_OBJECTIVE_
Repeat the records word for word, from their first line through the line that contains "pixel 100 235". Include that final line and stop there.

_AVAILABLE RECORDS_
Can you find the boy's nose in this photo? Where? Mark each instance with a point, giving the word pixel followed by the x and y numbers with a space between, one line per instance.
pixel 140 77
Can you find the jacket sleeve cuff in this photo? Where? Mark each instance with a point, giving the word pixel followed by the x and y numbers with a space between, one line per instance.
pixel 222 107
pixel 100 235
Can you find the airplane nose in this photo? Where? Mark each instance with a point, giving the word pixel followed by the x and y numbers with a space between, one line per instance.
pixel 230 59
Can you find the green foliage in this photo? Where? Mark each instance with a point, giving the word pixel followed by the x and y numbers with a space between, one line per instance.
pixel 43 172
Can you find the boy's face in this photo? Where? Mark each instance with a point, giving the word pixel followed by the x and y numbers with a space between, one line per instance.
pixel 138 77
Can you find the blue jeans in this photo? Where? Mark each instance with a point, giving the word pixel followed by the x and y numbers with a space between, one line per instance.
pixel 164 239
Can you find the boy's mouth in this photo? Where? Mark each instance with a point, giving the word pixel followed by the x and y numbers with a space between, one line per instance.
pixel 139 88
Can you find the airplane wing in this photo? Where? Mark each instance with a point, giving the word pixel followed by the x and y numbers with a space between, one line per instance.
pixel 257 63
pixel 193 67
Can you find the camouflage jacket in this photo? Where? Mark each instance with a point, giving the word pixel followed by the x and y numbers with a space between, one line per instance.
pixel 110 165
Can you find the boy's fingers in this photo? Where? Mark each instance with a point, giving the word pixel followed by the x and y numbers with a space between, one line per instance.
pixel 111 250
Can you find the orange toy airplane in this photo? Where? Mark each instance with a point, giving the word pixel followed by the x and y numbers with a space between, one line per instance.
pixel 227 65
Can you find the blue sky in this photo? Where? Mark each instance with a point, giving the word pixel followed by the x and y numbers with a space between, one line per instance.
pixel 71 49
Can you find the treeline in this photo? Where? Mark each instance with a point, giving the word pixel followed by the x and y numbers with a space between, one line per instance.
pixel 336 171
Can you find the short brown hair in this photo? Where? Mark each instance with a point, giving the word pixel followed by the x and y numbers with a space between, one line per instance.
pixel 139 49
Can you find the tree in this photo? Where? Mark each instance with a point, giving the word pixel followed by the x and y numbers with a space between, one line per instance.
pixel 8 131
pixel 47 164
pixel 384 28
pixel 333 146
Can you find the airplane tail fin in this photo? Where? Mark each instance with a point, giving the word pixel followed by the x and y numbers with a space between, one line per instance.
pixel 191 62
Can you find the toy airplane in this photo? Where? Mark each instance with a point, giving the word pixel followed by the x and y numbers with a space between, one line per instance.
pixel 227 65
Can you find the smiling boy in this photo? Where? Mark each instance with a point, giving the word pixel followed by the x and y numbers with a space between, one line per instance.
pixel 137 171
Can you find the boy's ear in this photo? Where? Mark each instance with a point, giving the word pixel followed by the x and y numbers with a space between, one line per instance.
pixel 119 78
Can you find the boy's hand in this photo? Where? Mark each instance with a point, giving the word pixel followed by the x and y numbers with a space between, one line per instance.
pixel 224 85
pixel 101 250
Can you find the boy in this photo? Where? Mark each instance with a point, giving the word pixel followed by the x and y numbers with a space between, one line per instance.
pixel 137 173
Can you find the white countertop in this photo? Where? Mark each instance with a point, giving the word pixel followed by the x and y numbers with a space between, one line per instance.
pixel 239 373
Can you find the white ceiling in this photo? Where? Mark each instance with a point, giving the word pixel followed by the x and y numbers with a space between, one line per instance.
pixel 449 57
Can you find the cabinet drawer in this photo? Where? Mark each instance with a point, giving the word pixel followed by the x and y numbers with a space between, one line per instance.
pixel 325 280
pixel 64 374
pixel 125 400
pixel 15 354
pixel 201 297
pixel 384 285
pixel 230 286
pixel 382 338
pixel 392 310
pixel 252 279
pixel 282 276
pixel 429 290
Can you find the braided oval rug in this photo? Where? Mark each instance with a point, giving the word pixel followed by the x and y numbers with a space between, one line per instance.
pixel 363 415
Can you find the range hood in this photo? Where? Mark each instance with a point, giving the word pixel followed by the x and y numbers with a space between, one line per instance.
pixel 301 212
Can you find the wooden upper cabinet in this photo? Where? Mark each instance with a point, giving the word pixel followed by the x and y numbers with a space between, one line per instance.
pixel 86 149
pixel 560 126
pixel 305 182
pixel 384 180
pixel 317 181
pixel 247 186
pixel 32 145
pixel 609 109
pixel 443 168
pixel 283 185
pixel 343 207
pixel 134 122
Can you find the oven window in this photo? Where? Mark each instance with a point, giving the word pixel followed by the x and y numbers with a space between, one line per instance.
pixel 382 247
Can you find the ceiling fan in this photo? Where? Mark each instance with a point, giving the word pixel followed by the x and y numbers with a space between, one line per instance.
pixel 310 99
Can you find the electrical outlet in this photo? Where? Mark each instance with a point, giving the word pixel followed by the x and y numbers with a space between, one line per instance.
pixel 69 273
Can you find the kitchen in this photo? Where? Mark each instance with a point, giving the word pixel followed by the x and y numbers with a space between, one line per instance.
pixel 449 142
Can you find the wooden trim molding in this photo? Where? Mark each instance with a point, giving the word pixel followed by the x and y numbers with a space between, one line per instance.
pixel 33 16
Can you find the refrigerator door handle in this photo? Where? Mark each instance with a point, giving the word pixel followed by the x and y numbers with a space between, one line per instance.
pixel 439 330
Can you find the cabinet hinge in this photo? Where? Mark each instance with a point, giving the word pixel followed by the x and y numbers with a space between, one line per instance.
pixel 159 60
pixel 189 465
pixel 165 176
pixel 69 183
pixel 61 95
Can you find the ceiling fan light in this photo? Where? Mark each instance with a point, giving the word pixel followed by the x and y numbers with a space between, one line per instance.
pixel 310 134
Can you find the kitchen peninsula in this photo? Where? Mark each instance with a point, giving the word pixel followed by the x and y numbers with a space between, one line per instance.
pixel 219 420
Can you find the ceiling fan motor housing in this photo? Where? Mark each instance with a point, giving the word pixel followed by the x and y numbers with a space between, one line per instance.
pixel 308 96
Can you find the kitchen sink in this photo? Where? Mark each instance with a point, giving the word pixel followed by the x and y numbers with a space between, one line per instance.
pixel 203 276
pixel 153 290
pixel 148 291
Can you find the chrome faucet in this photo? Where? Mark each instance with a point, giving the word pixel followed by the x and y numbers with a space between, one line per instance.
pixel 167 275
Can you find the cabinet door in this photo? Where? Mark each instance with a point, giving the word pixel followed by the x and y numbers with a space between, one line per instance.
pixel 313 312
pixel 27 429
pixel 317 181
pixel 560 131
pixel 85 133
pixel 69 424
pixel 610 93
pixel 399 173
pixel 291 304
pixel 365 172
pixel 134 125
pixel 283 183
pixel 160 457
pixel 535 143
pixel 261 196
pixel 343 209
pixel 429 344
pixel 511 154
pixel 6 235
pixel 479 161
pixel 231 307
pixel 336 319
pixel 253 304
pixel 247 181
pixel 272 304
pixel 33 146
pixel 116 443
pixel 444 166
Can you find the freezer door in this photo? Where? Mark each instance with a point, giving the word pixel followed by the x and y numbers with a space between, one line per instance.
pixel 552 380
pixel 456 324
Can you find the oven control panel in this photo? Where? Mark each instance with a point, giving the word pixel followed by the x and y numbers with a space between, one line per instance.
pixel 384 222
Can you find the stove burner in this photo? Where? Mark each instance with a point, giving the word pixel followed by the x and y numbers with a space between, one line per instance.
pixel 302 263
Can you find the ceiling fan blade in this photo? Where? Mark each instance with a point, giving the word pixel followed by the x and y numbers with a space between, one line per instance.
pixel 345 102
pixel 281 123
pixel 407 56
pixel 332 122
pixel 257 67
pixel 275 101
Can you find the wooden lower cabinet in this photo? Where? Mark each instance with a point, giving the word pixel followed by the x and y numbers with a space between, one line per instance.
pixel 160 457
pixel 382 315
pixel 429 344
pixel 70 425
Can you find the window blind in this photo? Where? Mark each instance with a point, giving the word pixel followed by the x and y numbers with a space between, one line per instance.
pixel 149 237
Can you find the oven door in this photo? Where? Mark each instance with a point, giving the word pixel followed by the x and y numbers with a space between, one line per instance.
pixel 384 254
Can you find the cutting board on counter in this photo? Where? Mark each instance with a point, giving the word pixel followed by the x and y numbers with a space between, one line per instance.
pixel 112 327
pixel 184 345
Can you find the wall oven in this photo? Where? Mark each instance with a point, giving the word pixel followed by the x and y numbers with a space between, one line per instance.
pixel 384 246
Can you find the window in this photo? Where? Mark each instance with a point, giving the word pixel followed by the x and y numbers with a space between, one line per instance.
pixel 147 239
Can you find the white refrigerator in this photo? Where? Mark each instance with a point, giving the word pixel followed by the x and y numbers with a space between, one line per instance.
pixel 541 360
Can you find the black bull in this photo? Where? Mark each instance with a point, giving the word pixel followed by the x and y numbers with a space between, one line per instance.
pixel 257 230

_FULL RESPONSE_
Can you find the boy's nose in this photo? Where? Mark each instance with a point, giving the word pixel followed by the x and y numbers with a space between, one line per instance.
pixel 140 77
Can you find the jacket sleeve cuff in this photo? Where? Mark each instance with a point, giving the word pixel followed by the x and y numbers with a space between, one line per instance.
pixel 222 107
pixel 100 235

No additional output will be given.